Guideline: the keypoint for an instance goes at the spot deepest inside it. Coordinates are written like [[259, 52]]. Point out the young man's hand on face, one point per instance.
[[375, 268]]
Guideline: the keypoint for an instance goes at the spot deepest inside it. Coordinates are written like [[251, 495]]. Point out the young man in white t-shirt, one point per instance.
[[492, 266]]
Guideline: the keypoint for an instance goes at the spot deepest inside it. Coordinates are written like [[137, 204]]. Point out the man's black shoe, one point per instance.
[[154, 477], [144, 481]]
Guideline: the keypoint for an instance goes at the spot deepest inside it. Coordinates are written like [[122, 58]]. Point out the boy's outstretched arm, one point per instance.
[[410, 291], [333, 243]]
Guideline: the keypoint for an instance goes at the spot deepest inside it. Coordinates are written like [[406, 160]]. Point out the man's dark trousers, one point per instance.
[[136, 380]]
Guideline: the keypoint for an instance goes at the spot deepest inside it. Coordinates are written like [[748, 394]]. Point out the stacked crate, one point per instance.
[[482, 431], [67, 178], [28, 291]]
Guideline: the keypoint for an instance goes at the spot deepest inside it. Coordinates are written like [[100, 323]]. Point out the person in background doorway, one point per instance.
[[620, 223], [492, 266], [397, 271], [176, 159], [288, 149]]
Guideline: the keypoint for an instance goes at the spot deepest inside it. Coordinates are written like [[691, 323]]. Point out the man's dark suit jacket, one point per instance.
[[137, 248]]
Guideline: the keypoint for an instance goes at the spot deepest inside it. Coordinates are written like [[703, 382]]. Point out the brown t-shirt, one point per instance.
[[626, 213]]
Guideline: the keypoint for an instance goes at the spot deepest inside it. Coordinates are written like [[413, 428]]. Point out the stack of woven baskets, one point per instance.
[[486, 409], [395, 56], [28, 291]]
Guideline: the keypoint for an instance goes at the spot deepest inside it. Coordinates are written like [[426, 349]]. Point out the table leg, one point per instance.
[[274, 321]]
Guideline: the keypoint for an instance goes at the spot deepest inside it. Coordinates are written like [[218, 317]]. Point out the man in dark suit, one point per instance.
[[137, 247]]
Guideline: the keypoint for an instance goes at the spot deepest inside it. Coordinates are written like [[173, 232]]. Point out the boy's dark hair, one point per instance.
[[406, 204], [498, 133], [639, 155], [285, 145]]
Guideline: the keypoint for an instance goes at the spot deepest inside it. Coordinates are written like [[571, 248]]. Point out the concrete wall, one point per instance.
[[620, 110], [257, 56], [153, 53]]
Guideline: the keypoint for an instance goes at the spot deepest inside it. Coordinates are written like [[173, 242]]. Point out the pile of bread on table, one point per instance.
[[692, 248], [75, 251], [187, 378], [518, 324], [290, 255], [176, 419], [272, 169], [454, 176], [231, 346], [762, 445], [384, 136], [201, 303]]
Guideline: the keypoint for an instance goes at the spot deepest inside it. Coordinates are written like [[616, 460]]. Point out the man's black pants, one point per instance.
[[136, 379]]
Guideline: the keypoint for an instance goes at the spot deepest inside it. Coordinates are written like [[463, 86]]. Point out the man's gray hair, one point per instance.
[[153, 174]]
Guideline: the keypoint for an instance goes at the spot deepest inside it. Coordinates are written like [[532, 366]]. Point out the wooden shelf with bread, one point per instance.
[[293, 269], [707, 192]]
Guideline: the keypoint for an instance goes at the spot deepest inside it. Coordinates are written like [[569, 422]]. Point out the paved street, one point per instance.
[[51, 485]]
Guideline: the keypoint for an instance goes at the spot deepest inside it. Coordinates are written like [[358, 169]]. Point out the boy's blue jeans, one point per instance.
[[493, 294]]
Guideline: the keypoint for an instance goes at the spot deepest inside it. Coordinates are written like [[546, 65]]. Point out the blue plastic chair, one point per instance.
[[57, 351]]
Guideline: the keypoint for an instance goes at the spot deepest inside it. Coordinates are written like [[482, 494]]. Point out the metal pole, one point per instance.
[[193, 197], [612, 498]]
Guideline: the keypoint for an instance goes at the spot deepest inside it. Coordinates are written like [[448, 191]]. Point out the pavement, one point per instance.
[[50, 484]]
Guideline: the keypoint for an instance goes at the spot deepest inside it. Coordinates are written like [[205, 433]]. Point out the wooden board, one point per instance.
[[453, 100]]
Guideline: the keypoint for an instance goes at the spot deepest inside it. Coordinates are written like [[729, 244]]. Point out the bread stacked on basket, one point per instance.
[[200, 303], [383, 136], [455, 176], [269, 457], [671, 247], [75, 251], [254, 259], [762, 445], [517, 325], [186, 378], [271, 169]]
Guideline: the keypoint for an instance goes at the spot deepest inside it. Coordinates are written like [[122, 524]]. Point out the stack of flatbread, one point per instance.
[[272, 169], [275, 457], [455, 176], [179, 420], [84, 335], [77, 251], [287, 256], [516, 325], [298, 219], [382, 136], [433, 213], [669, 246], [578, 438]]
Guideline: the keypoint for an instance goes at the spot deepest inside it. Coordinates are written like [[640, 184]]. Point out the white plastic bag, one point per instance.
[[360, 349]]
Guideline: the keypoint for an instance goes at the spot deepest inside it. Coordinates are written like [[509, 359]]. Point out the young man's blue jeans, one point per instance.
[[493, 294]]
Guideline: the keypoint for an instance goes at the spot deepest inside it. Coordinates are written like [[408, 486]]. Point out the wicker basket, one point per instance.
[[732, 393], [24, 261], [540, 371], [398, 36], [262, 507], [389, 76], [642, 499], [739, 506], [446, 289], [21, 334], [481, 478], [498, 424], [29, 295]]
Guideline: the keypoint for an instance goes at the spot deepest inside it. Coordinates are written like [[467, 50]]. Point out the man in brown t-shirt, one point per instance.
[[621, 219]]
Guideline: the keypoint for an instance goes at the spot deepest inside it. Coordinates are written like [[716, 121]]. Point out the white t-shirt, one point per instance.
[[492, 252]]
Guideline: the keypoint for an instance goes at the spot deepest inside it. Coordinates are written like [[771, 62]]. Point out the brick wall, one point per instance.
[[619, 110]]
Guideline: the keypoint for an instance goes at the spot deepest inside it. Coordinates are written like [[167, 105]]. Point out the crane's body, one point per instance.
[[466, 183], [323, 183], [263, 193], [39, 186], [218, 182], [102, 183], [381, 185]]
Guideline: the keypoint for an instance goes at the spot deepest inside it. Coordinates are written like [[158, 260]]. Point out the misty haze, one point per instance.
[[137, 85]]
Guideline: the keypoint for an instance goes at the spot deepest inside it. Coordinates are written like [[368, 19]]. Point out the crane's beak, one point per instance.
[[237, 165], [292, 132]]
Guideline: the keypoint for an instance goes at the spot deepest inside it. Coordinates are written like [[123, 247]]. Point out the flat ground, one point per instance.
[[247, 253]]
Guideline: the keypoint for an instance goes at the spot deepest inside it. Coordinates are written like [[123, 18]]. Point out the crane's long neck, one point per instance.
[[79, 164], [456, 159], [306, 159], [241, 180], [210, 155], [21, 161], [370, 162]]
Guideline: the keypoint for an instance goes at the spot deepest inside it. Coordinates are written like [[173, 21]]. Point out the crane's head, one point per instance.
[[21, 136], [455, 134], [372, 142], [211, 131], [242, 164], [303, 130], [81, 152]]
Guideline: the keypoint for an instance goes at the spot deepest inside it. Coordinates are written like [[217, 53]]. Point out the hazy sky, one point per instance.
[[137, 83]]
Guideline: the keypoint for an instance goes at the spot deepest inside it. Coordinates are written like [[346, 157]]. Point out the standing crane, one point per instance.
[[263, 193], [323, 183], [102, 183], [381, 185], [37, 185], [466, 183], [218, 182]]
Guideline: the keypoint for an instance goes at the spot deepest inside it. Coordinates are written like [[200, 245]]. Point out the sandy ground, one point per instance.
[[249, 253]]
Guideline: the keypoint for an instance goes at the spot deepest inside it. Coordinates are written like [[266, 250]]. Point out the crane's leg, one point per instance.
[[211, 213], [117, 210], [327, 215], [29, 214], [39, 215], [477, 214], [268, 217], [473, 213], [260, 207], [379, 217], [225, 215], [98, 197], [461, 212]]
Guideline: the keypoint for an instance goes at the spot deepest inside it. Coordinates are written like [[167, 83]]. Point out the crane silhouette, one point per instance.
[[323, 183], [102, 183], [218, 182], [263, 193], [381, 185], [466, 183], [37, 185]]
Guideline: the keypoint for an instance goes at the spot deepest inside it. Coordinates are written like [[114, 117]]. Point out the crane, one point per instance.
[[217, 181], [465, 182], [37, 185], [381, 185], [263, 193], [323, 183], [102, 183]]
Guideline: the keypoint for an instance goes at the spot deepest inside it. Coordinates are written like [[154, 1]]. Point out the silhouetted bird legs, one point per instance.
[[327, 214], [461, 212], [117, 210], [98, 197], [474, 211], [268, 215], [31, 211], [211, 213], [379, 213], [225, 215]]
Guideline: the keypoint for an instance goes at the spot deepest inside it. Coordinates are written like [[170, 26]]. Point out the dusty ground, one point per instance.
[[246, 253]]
* * *
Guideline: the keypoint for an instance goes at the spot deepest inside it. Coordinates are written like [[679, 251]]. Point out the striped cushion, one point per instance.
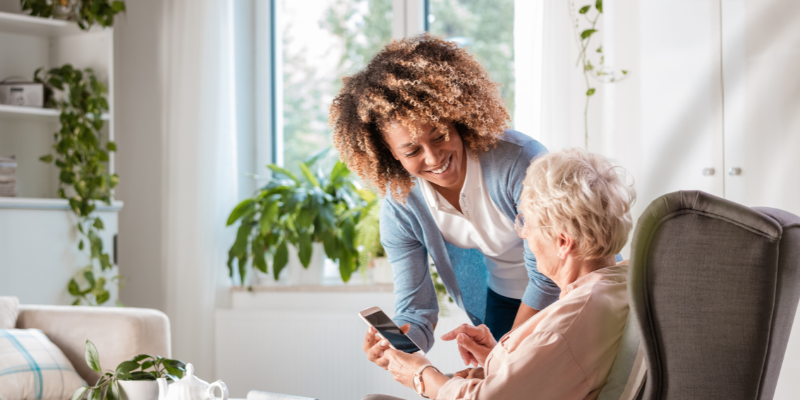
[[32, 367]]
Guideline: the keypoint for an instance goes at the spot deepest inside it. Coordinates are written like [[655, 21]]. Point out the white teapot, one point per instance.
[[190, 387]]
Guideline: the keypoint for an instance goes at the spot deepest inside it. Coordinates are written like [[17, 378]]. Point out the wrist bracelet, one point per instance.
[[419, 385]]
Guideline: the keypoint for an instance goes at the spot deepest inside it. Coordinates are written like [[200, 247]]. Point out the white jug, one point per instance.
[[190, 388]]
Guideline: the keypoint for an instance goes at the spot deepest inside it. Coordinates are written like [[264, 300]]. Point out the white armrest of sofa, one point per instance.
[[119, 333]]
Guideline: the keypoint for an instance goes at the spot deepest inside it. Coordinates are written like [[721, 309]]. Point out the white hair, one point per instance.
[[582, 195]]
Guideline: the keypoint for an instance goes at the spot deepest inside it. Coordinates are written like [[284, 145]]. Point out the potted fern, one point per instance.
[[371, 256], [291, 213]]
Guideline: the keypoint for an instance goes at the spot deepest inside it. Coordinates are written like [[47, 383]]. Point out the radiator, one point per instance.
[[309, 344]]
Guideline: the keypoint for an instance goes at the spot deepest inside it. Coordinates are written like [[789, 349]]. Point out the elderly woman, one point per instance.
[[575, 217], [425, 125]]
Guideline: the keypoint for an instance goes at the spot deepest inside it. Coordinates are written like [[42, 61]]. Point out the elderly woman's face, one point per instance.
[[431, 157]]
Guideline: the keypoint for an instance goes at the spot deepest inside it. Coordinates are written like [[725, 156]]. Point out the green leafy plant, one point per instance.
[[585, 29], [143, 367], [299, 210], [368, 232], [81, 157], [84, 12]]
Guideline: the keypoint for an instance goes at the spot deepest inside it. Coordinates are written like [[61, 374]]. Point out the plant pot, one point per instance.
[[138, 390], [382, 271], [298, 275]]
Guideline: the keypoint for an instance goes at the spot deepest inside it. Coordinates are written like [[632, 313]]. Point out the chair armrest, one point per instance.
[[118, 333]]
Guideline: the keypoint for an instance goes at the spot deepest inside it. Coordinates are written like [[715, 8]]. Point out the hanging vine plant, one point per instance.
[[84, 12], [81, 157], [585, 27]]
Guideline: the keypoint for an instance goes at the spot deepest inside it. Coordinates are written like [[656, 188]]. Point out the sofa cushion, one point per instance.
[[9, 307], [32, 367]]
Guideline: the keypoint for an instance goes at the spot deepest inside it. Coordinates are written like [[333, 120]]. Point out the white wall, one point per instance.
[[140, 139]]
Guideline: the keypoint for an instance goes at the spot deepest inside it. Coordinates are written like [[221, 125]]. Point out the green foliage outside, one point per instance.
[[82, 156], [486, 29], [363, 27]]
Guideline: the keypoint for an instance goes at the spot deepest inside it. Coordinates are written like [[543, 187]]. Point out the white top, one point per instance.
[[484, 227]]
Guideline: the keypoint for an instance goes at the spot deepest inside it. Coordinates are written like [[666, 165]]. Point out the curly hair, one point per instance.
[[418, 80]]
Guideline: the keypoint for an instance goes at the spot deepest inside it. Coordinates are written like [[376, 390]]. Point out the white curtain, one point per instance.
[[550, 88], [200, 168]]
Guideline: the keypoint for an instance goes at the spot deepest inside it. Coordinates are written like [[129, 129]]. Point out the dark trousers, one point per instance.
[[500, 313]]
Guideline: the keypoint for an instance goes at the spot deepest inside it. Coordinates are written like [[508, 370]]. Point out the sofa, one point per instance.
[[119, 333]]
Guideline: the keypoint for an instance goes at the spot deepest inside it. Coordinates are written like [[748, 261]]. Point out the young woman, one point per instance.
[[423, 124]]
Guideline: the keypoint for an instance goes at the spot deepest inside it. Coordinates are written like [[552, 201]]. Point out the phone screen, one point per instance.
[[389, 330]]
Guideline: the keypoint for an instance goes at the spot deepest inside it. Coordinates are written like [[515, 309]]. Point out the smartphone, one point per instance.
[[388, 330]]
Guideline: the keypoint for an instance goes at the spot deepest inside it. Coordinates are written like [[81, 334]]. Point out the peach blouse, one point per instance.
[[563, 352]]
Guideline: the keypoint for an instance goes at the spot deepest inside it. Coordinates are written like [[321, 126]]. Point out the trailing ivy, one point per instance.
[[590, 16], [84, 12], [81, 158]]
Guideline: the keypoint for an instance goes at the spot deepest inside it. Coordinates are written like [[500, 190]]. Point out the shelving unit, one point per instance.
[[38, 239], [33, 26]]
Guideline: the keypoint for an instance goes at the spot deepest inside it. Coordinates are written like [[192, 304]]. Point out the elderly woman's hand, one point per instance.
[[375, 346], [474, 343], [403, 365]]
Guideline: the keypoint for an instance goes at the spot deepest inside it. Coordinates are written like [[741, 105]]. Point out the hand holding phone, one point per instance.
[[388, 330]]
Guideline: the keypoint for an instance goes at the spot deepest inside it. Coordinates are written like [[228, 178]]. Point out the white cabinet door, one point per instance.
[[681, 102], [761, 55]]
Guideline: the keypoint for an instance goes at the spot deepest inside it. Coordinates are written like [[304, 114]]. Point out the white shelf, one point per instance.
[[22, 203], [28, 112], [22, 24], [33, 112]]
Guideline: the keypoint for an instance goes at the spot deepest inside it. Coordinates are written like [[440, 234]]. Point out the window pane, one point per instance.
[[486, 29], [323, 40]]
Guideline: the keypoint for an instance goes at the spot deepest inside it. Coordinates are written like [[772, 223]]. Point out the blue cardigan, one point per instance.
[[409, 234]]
...
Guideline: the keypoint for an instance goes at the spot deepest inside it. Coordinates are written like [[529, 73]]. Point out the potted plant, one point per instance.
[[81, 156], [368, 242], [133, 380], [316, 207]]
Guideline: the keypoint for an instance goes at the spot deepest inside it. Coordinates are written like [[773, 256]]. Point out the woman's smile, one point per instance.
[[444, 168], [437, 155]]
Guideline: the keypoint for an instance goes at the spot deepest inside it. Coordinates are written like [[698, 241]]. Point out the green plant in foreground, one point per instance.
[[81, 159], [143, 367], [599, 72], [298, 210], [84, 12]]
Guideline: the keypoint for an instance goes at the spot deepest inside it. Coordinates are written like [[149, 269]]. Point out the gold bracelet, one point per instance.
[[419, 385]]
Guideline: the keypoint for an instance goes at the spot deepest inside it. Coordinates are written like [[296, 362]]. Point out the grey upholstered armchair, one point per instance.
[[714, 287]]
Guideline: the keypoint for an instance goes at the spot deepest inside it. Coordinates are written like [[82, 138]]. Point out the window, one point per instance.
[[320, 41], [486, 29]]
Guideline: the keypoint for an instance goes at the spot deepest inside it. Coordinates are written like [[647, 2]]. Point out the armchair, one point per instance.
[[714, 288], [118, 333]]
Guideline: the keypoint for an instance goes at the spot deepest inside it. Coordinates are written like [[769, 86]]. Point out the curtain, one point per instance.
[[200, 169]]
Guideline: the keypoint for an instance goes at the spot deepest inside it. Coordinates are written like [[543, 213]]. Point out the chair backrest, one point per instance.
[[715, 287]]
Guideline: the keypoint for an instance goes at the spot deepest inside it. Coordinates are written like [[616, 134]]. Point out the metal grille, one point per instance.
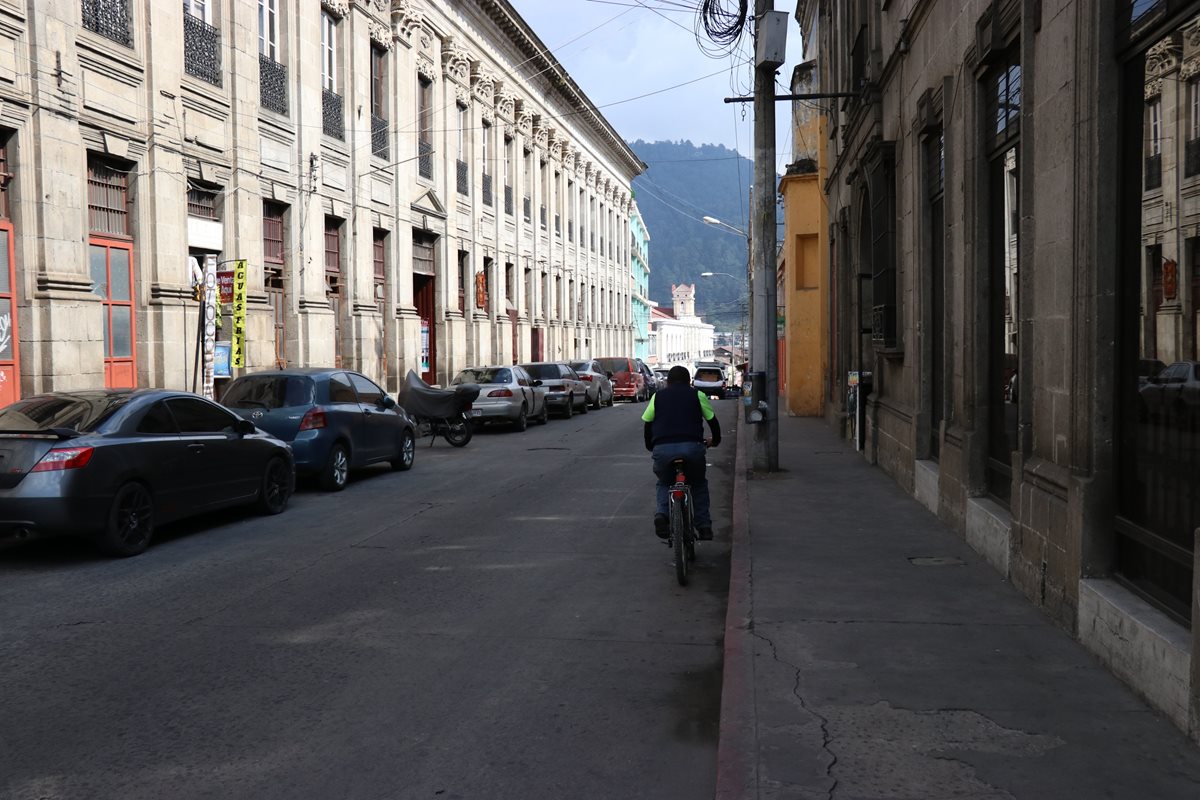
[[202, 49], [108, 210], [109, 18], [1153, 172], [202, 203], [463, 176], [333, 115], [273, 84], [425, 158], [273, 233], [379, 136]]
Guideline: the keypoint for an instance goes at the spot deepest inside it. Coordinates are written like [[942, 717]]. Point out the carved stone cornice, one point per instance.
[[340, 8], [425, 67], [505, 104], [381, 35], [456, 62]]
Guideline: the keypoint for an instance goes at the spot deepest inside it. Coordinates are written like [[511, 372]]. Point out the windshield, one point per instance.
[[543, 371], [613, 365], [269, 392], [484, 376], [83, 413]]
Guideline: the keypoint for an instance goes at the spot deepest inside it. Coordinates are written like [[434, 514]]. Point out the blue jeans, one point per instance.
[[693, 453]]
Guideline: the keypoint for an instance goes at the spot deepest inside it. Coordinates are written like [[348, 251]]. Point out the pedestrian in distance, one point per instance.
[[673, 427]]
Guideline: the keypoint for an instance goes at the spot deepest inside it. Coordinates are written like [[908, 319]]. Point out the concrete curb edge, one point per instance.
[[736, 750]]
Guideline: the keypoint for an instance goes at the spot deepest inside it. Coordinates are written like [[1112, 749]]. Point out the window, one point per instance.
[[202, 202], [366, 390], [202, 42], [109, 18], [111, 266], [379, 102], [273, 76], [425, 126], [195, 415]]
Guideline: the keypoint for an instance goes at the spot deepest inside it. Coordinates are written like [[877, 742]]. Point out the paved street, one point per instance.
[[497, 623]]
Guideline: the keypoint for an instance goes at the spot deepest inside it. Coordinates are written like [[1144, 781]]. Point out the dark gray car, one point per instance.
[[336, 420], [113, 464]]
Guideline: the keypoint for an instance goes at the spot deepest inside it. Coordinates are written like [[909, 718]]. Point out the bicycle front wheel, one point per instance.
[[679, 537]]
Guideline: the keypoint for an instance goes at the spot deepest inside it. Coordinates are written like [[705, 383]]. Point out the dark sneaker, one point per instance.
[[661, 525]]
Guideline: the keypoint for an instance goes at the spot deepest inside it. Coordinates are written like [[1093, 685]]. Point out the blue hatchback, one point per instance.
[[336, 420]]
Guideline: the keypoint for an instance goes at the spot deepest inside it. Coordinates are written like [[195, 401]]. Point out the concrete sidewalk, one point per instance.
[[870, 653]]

* Stated task:
Lay out the listing as a two-column CSV with the header instruction,keypoints, covering only the lines from the one containing "on face, one point per instance." through the one containing "[[274, 321]]", inclusive. Give one row per instruction, with the instruction text and its coordinates each in a single quoted field and any line breaks replaced by spaces.

* Correct output:
instruction,keypoints
"Guideline: the keypoint for an instance goes at the spot deepest inside it. Coordinates are written like [[259, 52]]. Point out the young man's hand on face, one point per instance.","[[375, 268]]"
"Guideline: the keypoint for an instance goes at the spot deepest inside it. Coordinates are written like [[251, 495]]. Point out the young man in white t-shirt, one point per instance.","[[492, 266]]"
"Guideline: the keypoint for an instance goes at the spot deepest inside it. Coordinates are written like [[137, 204]]. Point out the man's black shoe, one point per instance.","[[154, 477], [144, 481]]"
"Guideline: the keypoint for an instance goes at the spot deepest inside it. Coordinates are written like [[122, 58]]. Point out the boy's outstretched arm, one point per instance.","[[410, 291], [333, 243]]"
"Guideline: the keypoint for an instance goes at the spot deepest inside it. Coordinates are written like [[406, 160]]. Point out the man's dark trousers, one point per instance.","[[136, 380]]"
"Guideline: the keypoint for an instance goes at the spot deepest inside it. Coordinates are written like [[748, 394]]. Point out the stacked crate, one point per instance.","[[482, 431], [67, 178], [28, 291]]"
"Guideline: the keypoint for an instance goes at the spot deepest inside it. Coordinates are written like [[100, 323]]. Point out the person in background doorway, one point per instance.","[[620, 223], [492, 266], [397, 271], [176, 159], [288, 149]]"
"Guideline: the keypoint for an instance goes at the spot deepest inside it. Coordinates are written like [[691, 323]]. Point out the man's dark suit jacket, one point per instance.","[[137, 248]]"
"Guideline: the keypoint for an instance goes at the spot deepest inside it. Coordinates are written like [[703, 382]]. Point out the brown t-shirt, one point per instance.","[[626, 213]]"
"Guideline: the keypoint for an instance goes at the spot deepest inside it. Coordinates are written like [[413, 428]]. Point out the stack of woven baskets, one point per instance.","[[486, 409], [395, 56], [28, 291]]"
"Guideline: the keypoint for an instance goes at the spot deepest inside it. Coordinates are written like [[426, 349]]. Point out the table leg, one point per instance.","[[274, 321]]"